### What to do
Extend the interview with Gareth Hinds about his graphic-novel Odyssey, starting after its last sentence.

Writer and artist Gareth Hinds takes on one of the greatest stories of all time in The Odyssey, his graphic-novel adaptation of Homer’s classic. Here he discusses his inspiration, the challenges of adaptation, and more.

The Odyssey seems perfect for retelling in graphic-novel form. When did you first read it, and what made you want to bring it to this format?
I first read The Odyssey in 9th grade. I was encouraged to read it as extra credit for my comp/lit class by a fabulous teacher named Joyce DeForge. I loved it at the time, and I continued to love it in subsequent readings over the years. Right after I adapted Beowulf, it occurred to me that The Odyssey would be an equally cool action-packed, dramatic visual story to tell in the graphic-novel format. However, it was a few more years before I was ready to take on a work of such epic scope and length.

What do you love about the original story?
It has lots of great action scenes, monsters, magic, gods and goddesses, all kinds of stuff that appeals to me visually, but it also has a great dramatic story. Moments like Odysseus' reunion with his son, his wife, his father, and—most touching—his dog Argos, give it a lot of emotional depth. I also like that by the end, the reader is (hopefully) sick of all the violence and genuinely happy to see Odysseus put down his sword and live a peaceful life.

### Listing
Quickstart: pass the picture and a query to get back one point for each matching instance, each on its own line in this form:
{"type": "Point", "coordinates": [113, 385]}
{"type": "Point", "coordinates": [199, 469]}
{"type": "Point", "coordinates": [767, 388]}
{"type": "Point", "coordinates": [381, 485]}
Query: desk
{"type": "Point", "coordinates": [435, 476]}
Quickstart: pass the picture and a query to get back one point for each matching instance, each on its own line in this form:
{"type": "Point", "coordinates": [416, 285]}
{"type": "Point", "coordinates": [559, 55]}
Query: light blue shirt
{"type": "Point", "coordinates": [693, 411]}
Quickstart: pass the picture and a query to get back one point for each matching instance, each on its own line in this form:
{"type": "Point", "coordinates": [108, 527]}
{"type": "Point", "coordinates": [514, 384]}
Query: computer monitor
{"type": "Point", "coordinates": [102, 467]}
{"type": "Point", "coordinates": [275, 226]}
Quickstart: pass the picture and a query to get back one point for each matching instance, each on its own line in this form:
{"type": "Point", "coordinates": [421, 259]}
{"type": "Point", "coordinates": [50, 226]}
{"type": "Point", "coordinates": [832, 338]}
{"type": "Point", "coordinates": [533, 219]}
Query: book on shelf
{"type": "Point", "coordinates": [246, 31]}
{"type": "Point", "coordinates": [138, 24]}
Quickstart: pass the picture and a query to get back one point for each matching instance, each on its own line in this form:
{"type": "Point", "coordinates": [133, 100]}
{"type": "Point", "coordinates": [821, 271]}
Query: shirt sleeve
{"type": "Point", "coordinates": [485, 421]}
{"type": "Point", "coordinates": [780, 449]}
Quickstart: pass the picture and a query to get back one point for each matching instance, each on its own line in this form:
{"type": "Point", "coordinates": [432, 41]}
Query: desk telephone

### Result of the exercise
What were the challenges of turning it into a graphic novel?
The length, of course. Also the many crowd scenes. There are pages with panel after panel showing crowds of suitors (or Pyleans, or Phaeacians), which can be exhausting to draw. There are also scenes that were difficult to adapt from prose to comics without using an omniscient third-person narrator, and I spent a lot of time wrestling with those. For example, when Odysseus is recognized by Argos, and again later by Eurycleia, those are very complex moments, with a lot of internal stuff going on, that's tricky to represent visually.

The production values on this book are very high, and the art looks beautiful. How did you achieve the look you were going for on this book?
With every project, I feel the look has to suit the story, so I always start out by experimenting with different materials to get the right look—and to make sure I can execute it on schedule! I tried a lot of things with sumi ink and acrylic, working on different kinds of paper, and so on, but ultimately what seemed to work best was a very straightforward pencil and watercolor technique. It felt very real, even though the things I was drawing were often quite fantastic. I spent about 18 months total for writing, rough layout and finished art.
 

 
Who do you think is the audience for the book?
There's an obvious educational market, because seeing the classics in this form really helps open the minds of reluctant readers to the material. But I'd also say, anyone who already likes The Odyssey or who has been meaning to read it, anyone who likes mythology or historical fiction, anyone who is willing to pick up a 250-page book full of pictures!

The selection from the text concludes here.